● PROBLEM REQUIREMENTS
Could you reproduce only the material between the lines holding "Target: gold bangle" and "pixel 52 22", inclusive, renaming "light bulb" to "ceiling lamp" and keeping everything else unchanged?

[begin DATA FOR THIS TASK]

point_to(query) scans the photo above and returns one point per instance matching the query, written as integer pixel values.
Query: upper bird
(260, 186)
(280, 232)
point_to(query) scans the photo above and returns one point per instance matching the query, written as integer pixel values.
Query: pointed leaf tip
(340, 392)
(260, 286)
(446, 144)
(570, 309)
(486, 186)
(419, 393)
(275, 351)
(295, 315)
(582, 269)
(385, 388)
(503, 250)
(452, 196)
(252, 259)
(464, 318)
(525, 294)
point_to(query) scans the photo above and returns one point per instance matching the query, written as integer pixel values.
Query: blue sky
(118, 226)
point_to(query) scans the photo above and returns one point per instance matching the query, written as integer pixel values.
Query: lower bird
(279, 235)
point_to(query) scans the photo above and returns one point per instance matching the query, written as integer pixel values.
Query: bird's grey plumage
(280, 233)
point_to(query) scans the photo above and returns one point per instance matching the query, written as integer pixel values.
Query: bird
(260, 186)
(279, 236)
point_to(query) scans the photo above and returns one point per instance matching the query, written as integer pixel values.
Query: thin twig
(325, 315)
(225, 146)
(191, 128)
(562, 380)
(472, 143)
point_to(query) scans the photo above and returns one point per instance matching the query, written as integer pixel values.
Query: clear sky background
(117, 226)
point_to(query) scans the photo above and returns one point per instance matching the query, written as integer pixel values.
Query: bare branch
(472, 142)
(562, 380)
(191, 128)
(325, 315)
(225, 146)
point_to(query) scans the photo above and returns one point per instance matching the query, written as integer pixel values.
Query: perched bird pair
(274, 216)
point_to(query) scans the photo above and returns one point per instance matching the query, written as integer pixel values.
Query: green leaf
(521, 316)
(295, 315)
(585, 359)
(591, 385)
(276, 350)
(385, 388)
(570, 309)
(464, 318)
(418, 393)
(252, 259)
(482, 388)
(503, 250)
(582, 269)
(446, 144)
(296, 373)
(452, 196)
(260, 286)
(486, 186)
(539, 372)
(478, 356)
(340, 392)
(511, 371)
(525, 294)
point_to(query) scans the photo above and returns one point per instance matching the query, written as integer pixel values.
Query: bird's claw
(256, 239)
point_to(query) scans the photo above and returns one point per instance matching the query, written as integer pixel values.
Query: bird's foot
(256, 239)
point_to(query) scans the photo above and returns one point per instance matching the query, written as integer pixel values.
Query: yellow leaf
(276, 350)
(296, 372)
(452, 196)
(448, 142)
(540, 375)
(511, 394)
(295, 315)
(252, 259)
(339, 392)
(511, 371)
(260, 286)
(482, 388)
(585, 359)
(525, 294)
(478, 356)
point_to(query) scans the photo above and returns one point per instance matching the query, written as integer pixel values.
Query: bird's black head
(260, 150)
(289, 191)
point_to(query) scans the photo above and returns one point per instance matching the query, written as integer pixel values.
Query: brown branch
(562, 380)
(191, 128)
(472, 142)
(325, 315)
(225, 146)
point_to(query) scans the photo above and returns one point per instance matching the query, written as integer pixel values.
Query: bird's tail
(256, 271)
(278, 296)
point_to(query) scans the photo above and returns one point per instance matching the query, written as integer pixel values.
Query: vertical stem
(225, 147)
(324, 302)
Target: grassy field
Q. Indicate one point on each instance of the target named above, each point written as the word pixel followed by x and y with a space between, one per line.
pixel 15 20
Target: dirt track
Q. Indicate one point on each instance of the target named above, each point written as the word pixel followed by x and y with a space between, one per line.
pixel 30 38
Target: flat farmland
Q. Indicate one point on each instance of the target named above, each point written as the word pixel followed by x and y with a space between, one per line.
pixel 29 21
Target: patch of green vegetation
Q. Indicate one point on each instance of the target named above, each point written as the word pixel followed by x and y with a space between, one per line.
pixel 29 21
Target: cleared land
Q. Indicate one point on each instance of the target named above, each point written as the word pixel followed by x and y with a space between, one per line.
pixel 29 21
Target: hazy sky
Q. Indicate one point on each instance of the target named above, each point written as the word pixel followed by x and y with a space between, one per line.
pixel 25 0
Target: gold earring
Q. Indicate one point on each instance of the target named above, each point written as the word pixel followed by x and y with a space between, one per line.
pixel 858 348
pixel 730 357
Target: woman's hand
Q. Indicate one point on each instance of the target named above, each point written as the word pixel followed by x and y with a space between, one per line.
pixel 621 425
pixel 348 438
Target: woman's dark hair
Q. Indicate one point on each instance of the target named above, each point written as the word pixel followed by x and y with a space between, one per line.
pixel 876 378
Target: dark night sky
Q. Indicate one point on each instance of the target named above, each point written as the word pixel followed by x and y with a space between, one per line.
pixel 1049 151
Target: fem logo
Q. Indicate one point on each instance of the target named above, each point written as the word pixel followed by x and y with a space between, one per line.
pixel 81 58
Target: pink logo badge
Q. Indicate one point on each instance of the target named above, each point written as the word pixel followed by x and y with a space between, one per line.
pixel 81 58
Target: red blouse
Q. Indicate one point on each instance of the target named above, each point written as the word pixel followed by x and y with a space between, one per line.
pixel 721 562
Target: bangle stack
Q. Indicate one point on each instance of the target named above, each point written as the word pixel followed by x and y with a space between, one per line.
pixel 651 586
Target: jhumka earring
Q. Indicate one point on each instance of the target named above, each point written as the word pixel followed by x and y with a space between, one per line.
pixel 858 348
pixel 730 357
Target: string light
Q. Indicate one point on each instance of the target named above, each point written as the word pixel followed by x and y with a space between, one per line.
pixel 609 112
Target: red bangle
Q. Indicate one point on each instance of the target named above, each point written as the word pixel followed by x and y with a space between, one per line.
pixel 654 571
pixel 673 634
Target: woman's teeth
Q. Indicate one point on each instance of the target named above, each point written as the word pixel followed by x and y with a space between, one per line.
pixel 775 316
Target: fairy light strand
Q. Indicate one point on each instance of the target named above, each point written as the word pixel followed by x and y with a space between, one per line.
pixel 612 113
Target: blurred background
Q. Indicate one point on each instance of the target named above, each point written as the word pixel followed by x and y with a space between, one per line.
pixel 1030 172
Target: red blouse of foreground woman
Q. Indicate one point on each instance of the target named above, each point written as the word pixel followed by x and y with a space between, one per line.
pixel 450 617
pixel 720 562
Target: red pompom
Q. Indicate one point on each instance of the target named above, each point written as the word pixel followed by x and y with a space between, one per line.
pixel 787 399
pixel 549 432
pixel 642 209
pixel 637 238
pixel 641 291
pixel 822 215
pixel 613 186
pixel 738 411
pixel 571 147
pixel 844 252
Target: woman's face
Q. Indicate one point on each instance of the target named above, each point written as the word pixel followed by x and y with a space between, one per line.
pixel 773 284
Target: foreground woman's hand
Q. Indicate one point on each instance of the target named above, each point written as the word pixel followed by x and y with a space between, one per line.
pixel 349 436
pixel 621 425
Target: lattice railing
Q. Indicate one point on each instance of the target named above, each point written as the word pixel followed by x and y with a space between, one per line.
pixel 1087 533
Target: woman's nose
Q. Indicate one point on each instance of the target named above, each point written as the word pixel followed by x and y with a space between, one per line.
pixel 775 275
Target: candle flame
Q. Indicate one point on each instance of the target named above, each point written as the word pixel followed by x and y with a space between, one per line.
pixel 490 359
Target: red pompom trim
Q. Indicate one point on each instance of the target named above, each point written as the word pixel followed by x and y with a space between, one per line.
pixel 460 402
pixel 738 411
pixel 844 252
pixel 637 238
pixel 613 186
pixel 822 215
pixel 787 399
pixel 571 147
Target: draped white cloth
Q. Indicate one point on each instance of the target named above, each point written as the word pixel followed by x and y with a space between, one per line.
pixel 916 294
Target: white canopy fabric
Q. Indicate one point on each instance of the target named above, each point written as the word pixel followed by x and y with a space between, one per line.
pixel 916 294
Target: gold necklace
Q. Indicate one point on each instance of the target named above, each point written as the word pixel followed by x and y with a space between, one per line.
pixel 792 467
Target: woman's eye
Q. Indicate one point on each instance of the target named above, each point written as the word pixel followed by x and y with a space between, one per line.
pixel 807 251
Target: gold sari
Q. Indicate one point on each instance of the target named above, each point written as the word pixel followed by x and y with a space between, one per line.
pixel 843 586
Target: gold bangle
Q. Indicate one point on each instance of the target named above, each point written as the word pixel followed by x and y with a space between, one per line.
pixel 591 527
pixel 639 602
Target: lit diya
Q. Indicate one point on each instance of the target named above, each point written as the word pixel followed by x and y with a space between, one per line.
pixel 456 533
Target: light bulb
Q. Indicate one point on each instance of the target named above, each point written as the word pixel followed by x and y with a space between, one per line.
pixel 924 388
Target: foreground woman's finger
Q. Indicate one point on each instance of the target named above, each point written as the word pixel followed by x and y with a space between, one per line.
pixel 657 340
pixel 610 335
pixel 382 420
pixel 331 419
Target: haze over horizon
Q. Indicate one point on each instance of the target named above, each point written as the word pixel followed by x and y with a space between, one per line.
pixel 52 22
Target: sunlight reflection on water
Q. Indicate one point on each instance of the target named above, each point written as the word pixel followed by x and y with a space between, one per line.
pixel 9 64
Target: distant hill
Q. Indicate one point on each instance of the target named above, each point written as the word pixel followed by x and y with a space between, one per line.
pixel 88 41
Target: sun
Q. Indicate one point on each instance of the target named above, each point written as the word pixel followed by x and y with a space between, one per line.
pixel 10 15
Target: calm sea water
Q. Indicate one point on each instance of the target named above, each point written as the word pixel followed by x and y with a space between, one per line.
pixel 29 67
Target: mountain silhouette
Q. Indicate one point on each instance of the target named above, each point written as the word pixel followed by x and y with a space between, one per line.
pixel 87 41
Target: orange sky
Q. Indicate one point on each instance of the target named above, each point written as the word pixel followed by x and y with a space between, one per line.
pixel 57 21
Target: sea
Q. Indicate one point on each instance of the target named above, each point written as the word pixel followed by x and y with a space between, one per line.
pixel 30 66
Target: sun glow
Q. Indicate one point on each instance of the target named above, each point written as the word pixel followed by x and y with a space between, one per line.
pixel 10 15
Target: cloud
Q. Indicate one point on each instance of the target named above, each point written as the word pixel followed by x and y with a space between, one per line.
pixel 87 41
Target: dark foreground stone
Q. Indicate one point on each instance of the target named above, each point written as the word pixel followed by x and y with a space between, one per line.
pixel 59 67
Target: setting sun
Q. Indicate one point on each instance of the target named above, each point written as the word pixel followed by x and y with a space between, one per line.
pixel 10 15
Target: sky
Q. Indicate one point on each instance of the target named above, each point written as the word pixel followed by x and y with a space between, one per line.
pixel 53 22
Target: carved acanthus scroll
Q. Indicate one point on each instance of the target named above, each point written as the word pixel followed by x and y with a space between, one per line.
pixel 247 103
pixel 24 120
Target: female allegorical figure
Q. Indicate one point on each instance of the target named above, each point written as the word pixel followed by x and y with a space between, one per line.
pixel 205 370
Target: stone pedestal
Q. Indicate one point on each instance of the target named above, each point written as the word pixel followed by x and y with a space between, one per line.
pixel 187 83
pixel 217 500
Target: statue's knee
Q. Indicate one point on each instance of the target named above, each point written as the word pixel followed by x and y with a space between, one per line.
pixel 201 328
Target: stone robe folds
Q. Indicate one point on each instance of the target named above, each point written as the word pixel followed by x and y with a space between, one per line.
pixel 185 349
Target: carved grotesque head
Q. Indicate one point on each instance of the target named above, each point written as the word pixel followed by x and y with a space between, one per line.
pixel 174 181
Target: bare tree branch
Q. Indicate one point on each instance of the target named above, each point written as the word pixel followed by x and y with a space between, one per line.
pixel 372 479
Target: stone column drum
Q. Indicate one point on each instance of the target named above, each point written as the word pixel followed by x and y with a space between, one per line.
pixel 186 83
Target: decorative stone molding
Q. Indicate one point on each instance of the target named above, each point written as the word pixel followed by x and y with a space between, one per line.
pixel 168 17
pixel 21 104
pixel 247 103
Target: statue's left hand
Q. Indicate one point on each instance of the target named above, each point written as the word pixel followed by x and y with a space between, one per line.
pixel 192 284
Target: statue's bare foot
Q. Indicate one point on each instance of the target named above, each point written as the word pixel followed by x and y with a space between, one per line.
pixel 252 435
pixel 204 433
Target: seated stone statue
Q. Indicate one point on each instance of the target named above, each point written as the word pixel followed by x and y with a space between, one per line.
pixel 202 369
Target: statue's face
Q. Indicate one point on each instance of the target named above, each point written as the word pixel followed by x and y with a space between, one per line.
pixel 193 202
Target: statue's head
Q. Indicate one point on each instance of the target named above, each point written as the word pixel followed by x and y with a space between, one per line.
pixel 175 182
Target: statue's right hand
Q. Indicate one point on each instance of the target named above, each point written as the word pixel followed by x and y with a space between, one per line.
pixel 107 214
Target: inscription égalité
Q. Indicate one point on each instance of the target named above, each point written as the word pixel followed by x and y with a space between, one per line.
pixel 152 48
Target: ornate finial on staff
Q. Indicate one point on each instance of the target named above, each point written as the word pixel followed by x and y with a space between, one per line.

[end DATA FOR THIS TASK]

● FULL RESPONSE
Target: gold bangle
Q. Indicate one point on each instance of the target named above, each point written as the word pixel followed by x and y with a space between, one per line.
pixel 591 527
pixel 639 602
Target: lit diya
Q. Indicate one point on each instance of the target named above, each point written as the word pixel followed by x and y with a space between, one per line.
pixel 456 533
Target: ceiling lamp
Q. Indicate one point on each instance of the target named above, each point written as the word pixel followed by x and y with a space between, one per line.
pixel 924 388
Target: foreground woman's finger
Q. Indicate one point on each instance of the target named above, each point written as the word pixel followed by x and y with a space between, one per line.
pixel 657 340
pixel 610 335
pixel 382 420
pixel 331 419
Target: haze over horizon
Q. Indicate one point on each instance of the target named above, each point written as the word pixel followed by x and y with a space between, one per line.
pixel 52 22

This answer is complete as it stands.